#### Data under study:

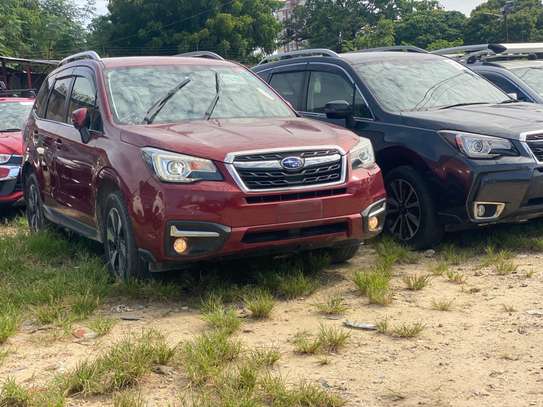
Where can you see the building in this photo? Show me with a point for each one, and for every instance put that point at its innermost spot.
(283, 15)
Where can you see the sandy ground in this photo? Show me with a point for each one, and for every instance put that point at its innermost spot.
(477, 354)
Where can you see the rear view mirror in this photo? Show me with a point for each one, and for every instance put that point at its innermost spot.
(81, 121)
(338, 109)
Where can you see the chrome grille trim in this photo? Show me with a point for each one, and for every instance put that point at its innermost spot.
(339, 156)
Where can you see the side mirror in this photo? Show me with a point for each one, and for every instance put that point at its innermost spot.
(338, 109)
(513, 95)
(81, 121)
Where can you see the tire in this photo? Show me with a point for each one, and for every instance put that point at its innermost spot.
(34, 205)
(411, 215)
(122, 256)
(343, 254)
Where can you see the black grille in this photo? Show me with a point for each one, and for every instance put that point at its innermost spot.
(535, 142)
(309, 175)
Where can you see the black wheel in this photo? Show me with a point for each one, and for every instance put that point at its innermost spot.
(34, 207)
(344, 253)
(411, 215)
(119, 244)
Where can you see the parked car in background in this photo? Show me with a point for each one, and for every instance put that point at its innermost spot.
(172, 160)
(14, 112)
(455, 150)
(517, 69)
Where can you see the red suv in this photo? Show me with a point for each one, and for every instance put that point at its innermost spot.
(13, 113)
(172, 160)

#### What is expected:
Every line of the material must be returned verbatim, and pictures must be left behind.

#### Result for this task:
Where can you see the building in this photo? Show me with a point for each one, and for every instance put that point at its innermost spot.
(283, 15)
Where can you see the sandy ground in this photo? Show me with a point for each one, and for every instance put that point at its innermost spot.
(477, 354)
Where can you see the rear view mirror in this photo? Show me with a point for each one, and for every instance put that point at its innermost spot.
(81, 121)
(338, 109)
Where can you see the chrome grille trim in this photo? Show me with a point for each one, and for every instance put that point at its innermost spot.
(339, 156)
Where can you see the side mirror in this photo? Show me with a point for each one, and for every instance put that point at its innermost spot.
(338, 109)
(513, 95)
(81, 121)
Where can you see the tire in this photo? Show me with a point for each one, and for every instance put that point at its innermost spot.
(34, 205)
(411, 215)
(122, 256)
(343, 254)
Where can you see the black grille in this photo? Show me with a point for each one, and for every instance put that point at its innermost spot.
(535, 142)
(309, 175)
Where can you see the black wheel in this photo? Show me with a point for each one, and for every instance put that point at its innermost spot.
(34, 207)
(344, 253)
(411, 215)
(119, 244)
Where can you see the parked car in background in this photo? Show me with a point for each one, and for every instance put that point at its innermost spot.
(172, 160)
(14, 112)
(455, 150)
(517, 69)
Where can you see the red suv in this photo? Show me with a point for each one, and for every instance put that point at its innermost spot.
(13, 113)
(172, 160)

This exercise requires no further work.